** begin Selected extract **

With ScyllaDB as their only backend, they managed to reduce operational costs while benefiting from core architectural paradigms like predictable data distribution and processing capacity, idempotence. I have to admit that I am personally quite proud to see this cool new use of ScyllaDB’s shard-per-core architecture. 🙂 I hope it inspires others to use it for their own trailblazing projects.

Watch Numberly’s talk

Read Numberly’s blog

ShareChat

About: ShareChat provides India’s leading multilingual social media platform (ShareChat) and India’s biggest short video platform (Moj). ShareChat serves 180M Monthly Active Users and Moj serves 300M Monthly Active Users. Together, they are changing the way the next billion users will interact on the internet.

Migration: Their cloud provider’s DBaaS + some Cassandra instances to ScyllaDB

Use Case: Customer Experience

Takeaways: This is a team with a lot of achievements to share! Just a couple months ago, ShareChat’s Geetish Nayak provided an overview of their rapid ScyllaDB ramp up and expansion to ~50 use cases in a detailed webinar. And now they shared two more technical talks at ScyllaDB Summit.

Charan Movva talked about ShareChat handles the aggregations of a post’s engagement metrics/counters at scale with sub-millisecond P99 latencies for reads and writes (note that they operate at the scale of 55k-60k writes/sec and 290k-300k reads/sec, respectively). By rethinking how they handle events – by using ScyllaDB with their existing Kafka Streams – they were to maintain ultra-low latency while reducing database costs by at least 50%.

** end Selected extract **

◆ **Stated exercise 1**
Reproduce the ScyllaDB migration passage word for word, from "With ScyllaDB as" to "on the internet.".
◆ **Stated exercise 2**
Extend the ScyllaDB migration passage, beginning immediately after its final sentence.

** begin Raw records **

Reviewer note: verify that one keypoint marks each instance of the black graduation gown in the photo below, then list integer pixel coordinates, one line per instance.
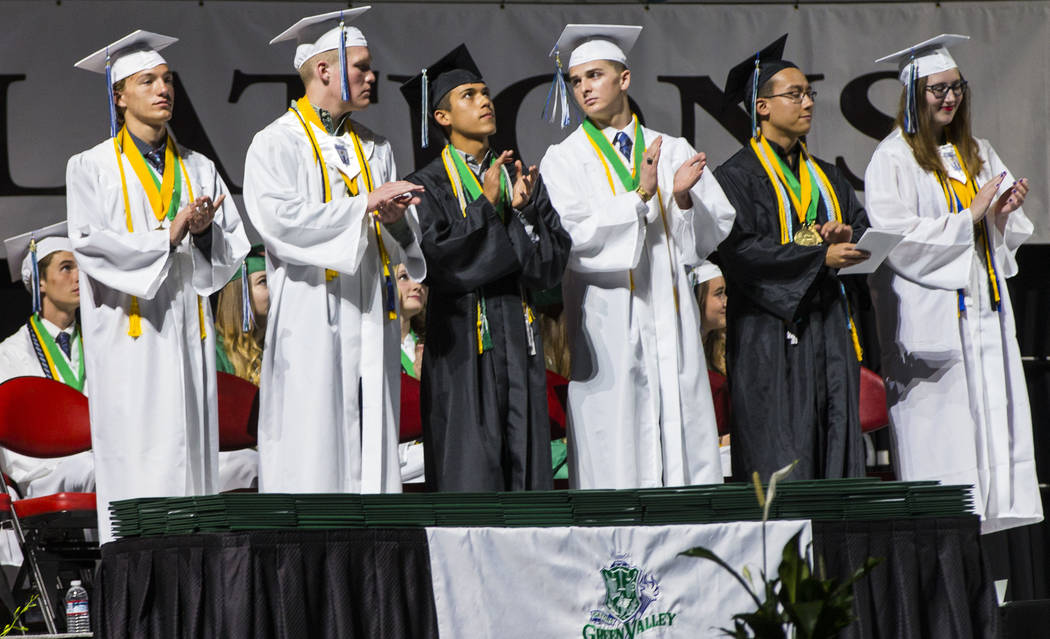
(485, 419)
(789, 401)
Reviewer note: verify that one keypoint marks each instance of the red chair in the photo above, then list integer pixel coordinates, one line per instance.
(719, 395)
(42, 418)
(412, 418)
(558, 401)
(238, 412)
(873, 401)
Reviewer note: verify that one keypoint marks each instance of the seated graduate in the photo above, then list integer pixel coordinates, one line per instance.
(47, 345)
(490, 238)
(240, 325)
(792, 350)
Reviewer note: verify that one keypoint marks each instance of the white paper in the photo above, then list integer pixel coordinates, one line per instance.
(879, 243)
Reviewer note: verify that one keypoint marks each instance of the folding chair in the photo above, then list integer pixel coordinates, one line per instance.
(42, 418)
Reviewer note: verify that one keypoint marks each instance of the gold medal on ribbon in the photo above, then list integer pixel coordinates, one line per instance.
(809, 236)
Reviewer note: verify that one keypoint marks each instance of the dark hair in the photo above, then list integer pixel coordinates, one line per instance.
(924, 145)
(43, 263)
(119, 87)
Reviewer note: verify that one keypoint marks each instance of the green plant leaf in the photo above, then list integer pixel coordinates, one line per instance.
(704, 553)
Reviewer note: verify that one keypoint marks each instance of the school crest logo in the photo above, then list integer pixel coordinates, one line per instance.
(629, 594)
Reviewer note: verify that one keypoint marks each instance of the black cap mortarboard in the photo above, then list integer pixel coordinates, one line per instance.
(457, 67)
(742, 83)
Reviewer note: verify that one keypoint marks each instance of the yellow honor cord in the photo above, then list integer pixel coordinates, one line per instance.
(171, 157)
(47, 356)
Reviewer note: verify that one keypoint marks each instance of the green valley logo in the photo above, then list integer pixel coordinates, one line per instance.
(629, 593)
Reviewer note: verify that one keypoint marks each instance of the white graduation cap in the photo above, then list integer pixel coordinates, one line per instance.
(585, 43)
(137, 51)
(25, 251)
(704, 272)
(590, 42)
(323, 33)
(928, 57)
(919, 61)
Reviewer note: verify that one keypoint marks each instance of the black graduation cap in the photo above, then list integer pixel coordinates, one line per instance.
(739, 83)
(457, 67)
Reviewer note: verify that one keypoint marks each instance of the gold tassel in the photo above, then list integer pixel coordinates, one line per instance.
(134, 320)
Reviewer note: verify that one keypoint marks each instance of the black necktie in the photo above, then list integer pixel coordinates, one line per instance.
(64, 343)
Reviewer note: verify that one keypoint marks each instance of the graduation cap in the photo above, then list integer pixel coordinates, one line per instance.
(455, 68)
(137, 51)
(254, 261)
(704, 272)
(744, 79)
(324, 33)
(585, 43)
(919, 61)
(25, 251)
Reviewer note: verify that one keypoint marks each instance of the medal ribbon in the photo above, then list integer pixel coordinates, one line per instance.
(801, 194)
(614, 157)
(156, 199)
(959, 197)
(305, 111)
(164, 194)
(51, 359)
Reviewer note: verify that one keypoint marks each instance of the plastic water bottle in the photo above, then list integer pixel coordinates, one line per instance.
(78, 615)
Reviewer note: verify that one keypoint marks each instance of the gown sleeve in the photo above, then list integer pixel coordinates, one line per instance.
(296, 228)
(938, 248)
(135, 263)
(607, 231)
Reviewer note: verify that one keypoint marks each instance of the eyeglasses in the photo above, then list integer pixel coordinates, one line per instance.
(941, 90)
(796, 96)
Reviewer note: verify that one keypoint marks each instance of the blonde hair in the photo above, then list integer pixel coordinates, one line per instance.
(925, 146)
(244, 349)
(307, 71)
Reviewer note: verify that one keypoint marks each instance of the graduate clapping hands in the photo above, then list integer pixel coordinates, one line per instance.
(194, 217)
(524, 182)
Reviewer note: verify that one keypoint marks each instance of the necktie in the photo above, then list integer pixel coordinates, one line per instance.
(155, 157)
(624, 144)
(64, 342)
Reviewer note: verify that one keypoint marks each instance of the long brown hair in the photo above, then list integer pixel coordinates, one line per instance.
(924, 144)
(244, 349)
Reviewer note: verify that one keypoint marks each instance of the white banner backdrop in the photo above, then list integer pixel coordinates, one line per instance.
(597, 582)
(232, 83)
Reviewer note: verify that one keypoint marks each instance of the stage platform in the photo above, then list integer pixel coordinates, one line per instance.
(518, 581)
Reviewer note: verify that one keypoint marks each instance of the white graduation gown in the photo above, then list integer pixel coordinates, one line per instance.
(154, 430)
(639, 403)
(330, 384)
(956, 386)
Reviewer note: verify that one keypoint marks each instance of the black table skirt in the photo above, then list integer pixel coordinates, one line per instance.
(376, 583)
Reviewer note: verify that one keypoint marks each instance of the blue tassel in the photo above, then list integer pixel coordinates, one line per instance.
(910, 106)
(754, 99)
(36, 274)
(343, 80)
(246, 300)
(109, 91)
(558, 98)
(424, 125)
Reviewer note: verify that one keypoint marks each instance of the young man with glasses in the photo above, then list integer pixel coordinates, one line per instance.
(792, 348)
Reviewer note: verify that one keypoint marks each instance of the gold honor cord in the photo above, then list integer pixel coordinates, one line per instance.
(826, 192)
(306, 113)
(171, 157)
(959, 197)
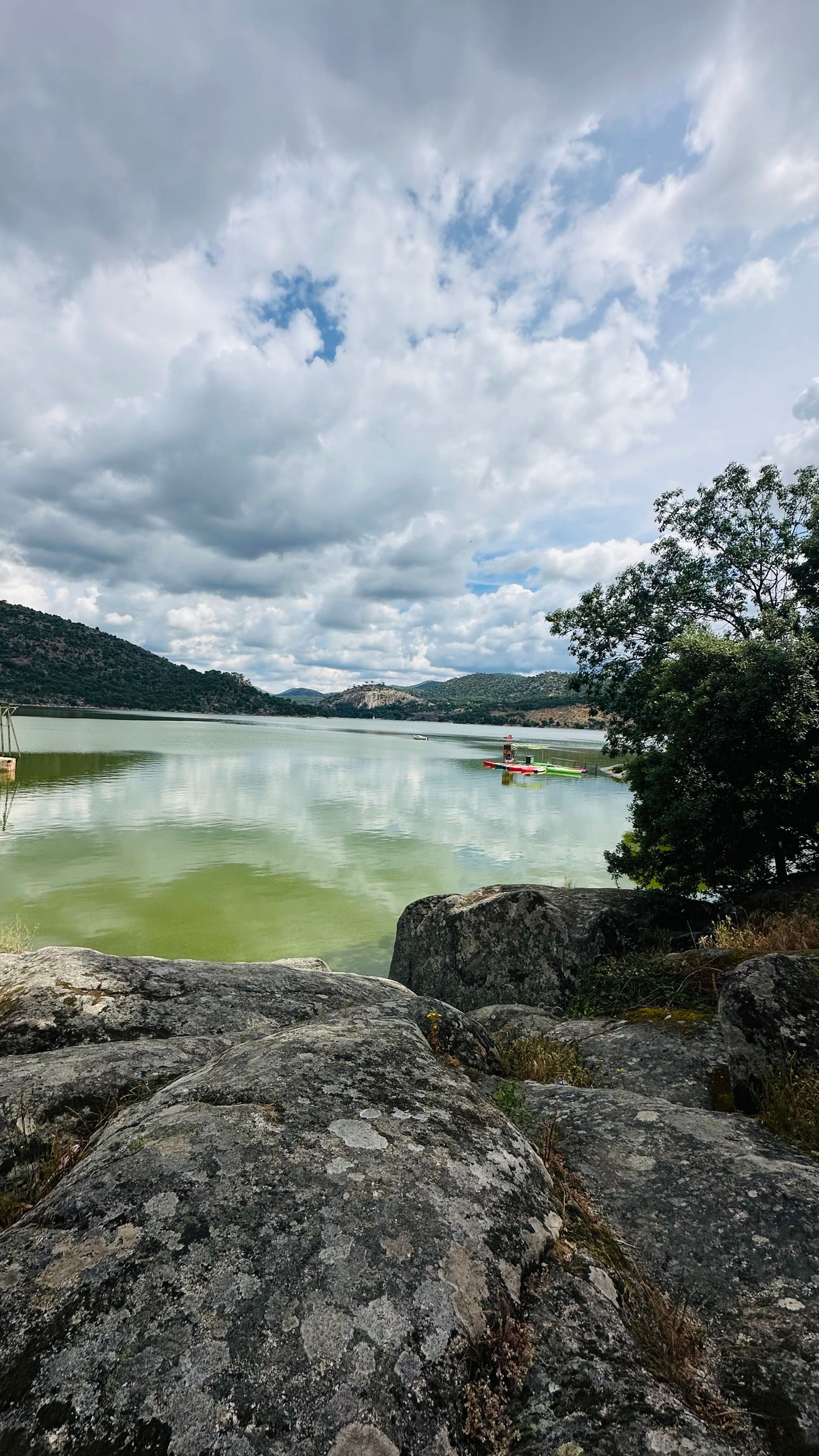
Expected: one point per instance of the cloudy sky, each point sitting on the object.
(341, 341)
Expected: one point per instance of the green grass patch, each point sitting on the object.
(790, 1106)
(512, 1101)
(542, 1059)
(643, 980)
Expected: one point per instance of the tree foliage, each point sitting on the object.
(731, 782)
(733, 557)
(706, 660)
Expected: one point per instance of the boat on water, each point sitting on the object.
(537, 768)
(529, 766)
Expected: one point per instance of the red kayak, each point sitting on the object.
(511, 768)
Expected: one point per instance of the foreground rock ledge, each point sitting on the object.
(304, 1231)
(525, 944)
(289, 1248)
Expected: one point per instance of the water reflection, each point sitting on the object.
(8, 791)
(245, 841)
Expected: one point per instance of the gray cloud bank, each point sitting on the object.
(333, 336)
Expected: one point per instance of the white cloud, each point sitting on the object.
(756, 282)
(447, 194)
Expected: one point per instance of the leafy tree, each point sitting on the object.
(731, 782)
(741, 557)
(705, 659)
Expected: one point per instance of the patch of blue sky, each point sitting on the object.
(652, 145)
(304, 293)
(476, 229)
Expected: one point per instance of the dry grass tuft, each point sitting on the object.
(664, 1326)
(542, 1059)
(767, 932)
(32, 1162)
(16, 937)
(498, 1369)
(790, 1106)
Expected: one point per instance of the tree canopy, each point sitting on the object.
(706, 660)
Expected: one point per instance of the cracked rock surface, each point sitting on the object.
(289, 1247)
(308, 1232)
(770, 1017)
(524, 944)
(682, 1060)
(715, 1206)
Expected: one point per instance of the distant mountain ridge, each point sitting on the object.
(56, 663)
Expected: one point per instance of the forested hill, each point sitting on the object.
(498, 689)
(65, 664)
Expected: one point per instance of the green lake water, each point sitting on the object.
(251, 839)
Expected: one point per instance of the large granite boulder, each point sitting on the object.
(680, 1056)
(719, 1213)
(287, 1251)
(296, 1226)
(66, 996)
(522, 943)
(770, 1017)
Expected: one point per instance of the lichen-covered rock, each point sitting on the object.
(675, 1055)
(277, 1253)
(65, 996)
(522, 944)
(589, 1391)
(770, 1015)
(80, 1084)
(307, 1232)
(716, 1209)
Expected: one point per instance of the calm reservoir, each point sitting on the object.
(256, 838)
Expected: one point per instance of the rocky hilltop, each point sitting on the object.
(270, 1209)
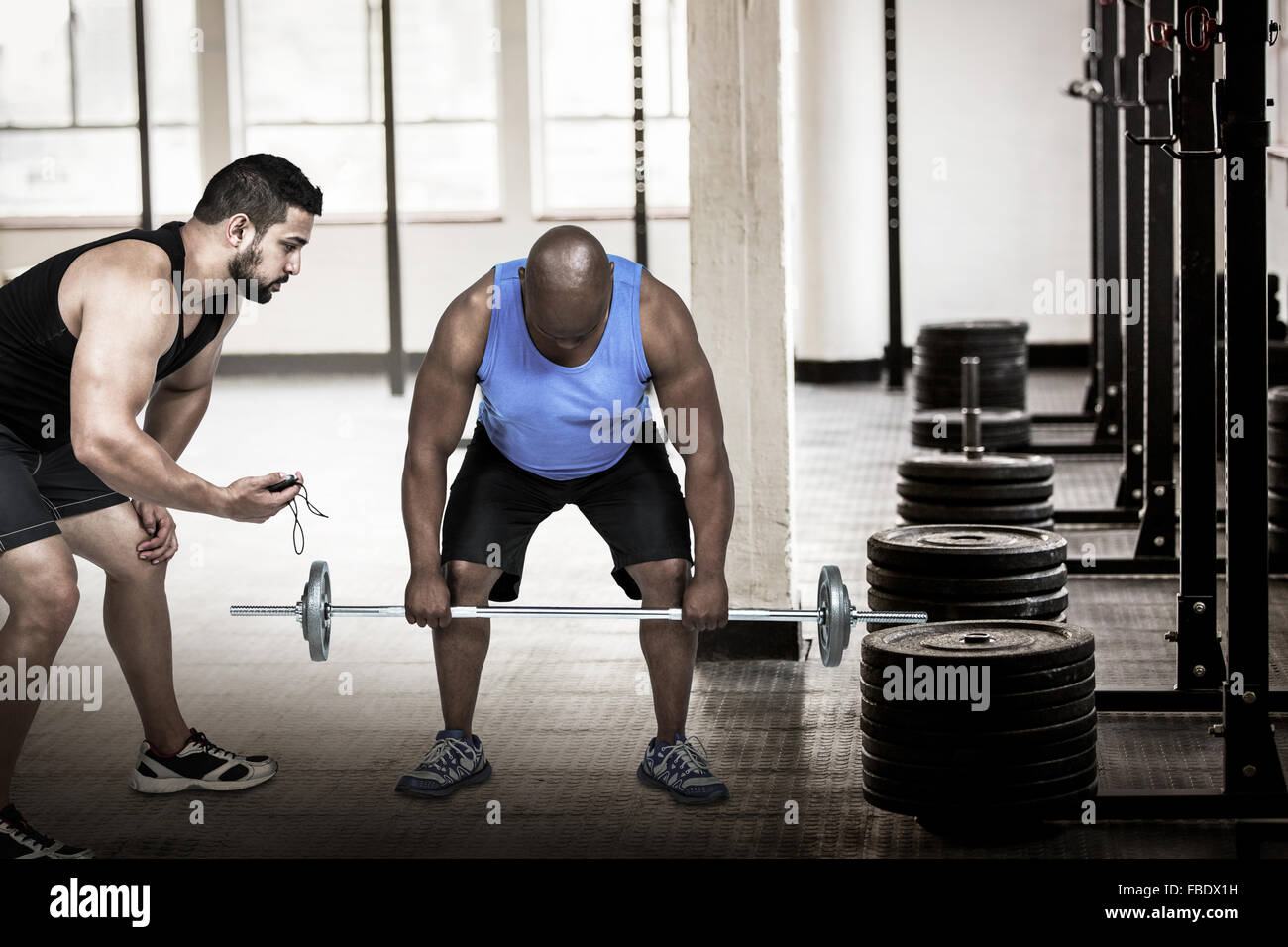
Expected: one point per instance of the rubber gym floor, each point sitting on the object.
(565, 711)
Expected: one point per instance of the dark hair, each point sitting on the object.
(259, 185)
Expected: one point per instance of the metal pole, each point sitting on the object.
(894, 347)
(973, 441)
(1250, 759)
(397, 372)
(1197, 646)
(1109, 411)
(141, 73)
(638, 88)
(1157, 534)
(1131, 198)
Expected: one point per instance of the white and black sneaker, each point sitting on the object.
(20, 840)
(200, 764)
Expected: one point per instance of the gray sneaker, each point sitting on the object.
(682, 770)
(452, 762)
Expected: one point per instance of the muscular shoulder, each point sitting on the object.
(460, 339)
(123, 272)
(666, 326)
(124, 262)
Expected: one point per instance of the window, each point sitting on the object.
(68, 110)
(172, 46)
(318, 101)
(583, 94)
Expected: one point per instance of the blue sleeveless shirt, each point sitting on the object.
(555, 421)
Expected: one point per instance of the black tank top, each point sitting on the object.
(37, 347)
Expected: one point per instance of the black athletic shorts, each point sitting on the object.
(496, 505)
(38, 489)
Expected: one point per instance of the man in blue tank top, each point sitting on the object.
(563, 346)
(88, 339)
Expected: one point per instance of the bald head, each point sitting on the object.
(568, 282)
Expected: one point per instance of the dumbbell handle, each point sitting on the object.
(635, 613)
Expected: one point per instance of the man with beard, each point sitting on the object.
(88, 339)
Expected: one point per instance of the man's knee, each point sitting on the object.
(661, 579)
(47, 604)
(469, 582)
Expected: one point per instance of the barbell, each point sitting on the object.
(835, 615)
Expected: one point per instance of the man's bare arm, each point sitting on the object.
(112, 375)
(686, 386)
(439, 408)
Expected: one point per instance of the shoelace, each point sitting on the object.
(25, 832)
(297, 530)
(692, 751)
(442, 748)
(201, 741)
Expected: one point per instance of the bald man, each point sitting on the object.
(563, 346)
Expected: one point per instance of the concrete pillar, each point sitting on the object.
(738, 292)
(514, 124)
(214, 124)
(842, 279)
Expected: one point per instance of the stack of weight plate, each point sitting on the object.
(1000, 488)
(1026, 751)
(1004, 364)
(1278, 444)
(977, 571)
(1001, 429)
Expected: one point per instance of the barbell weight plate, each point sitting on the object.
(993, 741)
(1001, 371)
(1037, 607)
(964, 722)
(1276, 405)
(1014, 647)
(1013, 706)
(973, 587)
(973, 329)
(943, 429)
(833, 624)
(949, 818)
(977, 493)
(1004, 681)
(966, 551)
(1017, 514)
(964, 792)
(979, 757)
(932, 401)
(316, 616)
(987, 468)
(1010, 772)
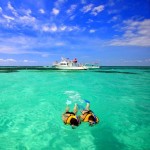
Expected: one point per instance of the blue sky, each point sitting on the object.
(39, 32)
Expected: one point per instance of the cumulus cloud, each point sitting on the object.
(135, 33)
(52, 28)
(10, 7)
(71, 9)
(55, 11)
(92, 31)
(94, 10)
(87, 8)
(29, 61)
(97, 9)
(62, 28)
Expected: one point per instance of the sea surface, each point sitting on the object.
(32, 102)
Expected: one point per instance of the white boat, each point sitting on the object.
(92, 66)
(66, 64)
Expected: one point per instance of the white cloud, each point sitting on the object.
(71, 9)
(52, 28)
(135, 33)
(8, 18)
(10, 7)
(58, 3)
(42, 11)
(97, 9)
(29, 61)
(87, 8)
(55, 11)
(92, 31)
(72, 17)
(60, 44)
(8, 60)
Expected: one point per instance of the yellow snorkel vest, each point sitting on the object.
(86, 119)
(69, 118)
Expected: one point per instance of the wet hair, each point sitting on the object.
(74, 122)
(92, 118)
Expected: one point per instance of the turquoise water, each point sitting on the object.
(32, 102)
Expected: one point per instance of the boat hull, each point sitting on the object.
(69, 68)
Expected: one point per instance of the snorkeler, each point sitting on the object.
(70, 117)
(88, 116)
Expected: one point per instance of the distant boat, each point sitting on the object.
(92, 66)
(66, 64)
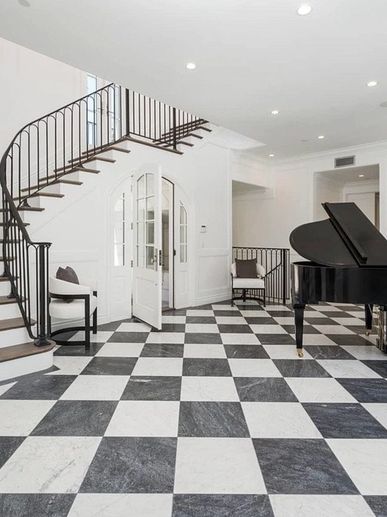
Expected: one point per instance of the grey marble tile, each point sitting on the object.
(380, 367)
(8, 445)
(203, 338)
(275, 339)
(246, 352)
(221, 505)
(366, 390)
(152, 388)
(79, 350)
(327, 352)
(35, 505)
(76, 418)
(212, 419)
(49, 387)
(378, 504)
(297, 368)
(110, 366)
(156, 350)
(264, 389)
(295, 466)
(132, 465)
(208, 367)
(128, 337)
(344, 421)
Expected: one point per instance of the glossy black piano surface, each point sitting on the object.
(348, 263)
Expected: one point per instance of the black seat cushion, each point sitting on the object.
(67, 275)
(246, 268)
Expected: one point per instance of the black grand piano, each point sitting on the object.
(348, 264)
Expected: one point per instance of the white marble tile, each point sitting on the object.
(324, 390)
(222, 307)
(6, 387)
(204, 351)
(134, 327)
(255, 314)
(173, 319)
(378, 411)
(341, 368)
(316, 339)
(120, 350)
(45, 464)
(332, 329)
(20, 417)
(239, 339)
(122, 505)
(253, 368)
(100, 337)
(319, 506)
(168, 366)
(166, 337)
(211, 328)
(365, 352)
(284, 352)
(278, 420)
(267, 329)
(199, 312)
(349, 321)
(144, 418)
(234, 320)
(365, 462)
(96, 387)
(69, 365)
(217, 389)
(217, 466)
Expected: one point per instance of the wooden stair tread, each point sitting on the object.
(13, 323)
(9, 353)
(6, 300)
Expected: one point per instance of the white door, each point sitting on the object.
(147, 268)
(121, 252)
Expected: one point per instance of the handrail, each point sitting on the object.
(54, 145)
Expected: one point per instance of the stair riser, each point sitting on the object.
(26, 365)
(5, 288)
(9, 310)
(14, 337)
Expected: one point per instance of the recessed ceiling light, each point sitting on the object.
(304, 9)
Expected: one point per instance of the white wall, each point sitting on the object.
(269, 221)
(31, 86)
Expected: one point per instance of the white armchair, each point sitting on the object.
(72, 302)
(251, 288)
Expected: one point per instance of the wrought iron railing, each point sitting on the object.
(55, 145)
(276, 262)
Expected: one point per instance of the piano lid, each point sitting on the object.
(347, 238)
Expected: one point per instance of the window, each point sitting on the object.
(119, 231)
(183, 234)
(91, 110)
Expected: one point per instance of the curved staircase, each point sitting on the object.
(46, 156)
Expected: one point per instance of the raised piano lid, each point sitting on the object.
(347, 238)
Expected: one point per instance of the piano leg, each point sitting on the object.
(368, 318)
(299, 324)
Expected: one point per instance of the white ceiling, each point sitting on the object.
(252, 56)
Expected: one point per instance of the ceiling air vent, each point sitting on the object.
(345, 161)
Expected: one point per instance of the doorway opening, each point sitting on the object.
(167, 243)
(359, 185)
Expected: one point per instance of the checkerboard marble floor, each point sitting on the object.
(213, 416)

** end Raw records **

◆ **Written answer 1**
With ScyllaDB as their only backend, they managed to reduce operational costs while benefiting from core architectural paradigms like predictable data distribution and processing capacity, idempotence. I have to admit that I am personally quite proud to see this cool new use of ScyllaDB’s shard-per-core architecture. 🙂 I hope it inspires others to use it for their own trailblazing projects.

Watch Numberly’s talk

Read Numberly’s blog

ShareChat

About: ShareChat provides India’s leading multilingual social media platform (ShareChat) and India’s biggest short video platform (Moj). ShareChat serves 180M Monthly Active Users and Moj serves 300M Monthly Active Users. Together, they are changing the way the next billion users will interact on the internet.

◆ **Written answer 2**
Anuraj Jain and Chinmoy Mahapatra also introduced us to the live migration framework they designed to move ~100TB of raw data for their various use cases over to ScyllaDB without downtime or even any noticeable latency hits. It’s a very rich framework, with support for both counter and non-counter use cases, support for Go, Java, and Node.js, fallback, recovery, auditing, and support for many corner cases. If you’re thinking of moving data into ScyllaDB, definitely take a look. I’m truly amazed by what this entire team has achieved so far and look forward to partnering with them on what’s next.

Watch ShareChat’s talk (Charan)

Watch ShareChat’s talk (Anuraj and Chinmoy)

Watch the Webinar (Geetish)

SecurityScorecard

About: SecurityScorecard aims to make the world a safer place by transforming the way thousands of organizations understand, mitigate, and communicate cybersecurity. Their rating platform is an objective, data-driven and quantifiable measure of an organization’s overall cybersecurity and cyber risk exposure.

Migration: Redis, Aurora, and Presto + HDFS to ScyllaDB and Presto + S3

Use case: Fraud & thread detection

Takeaways: You can read the explanation before or just skip to their results slide that speaks for itself.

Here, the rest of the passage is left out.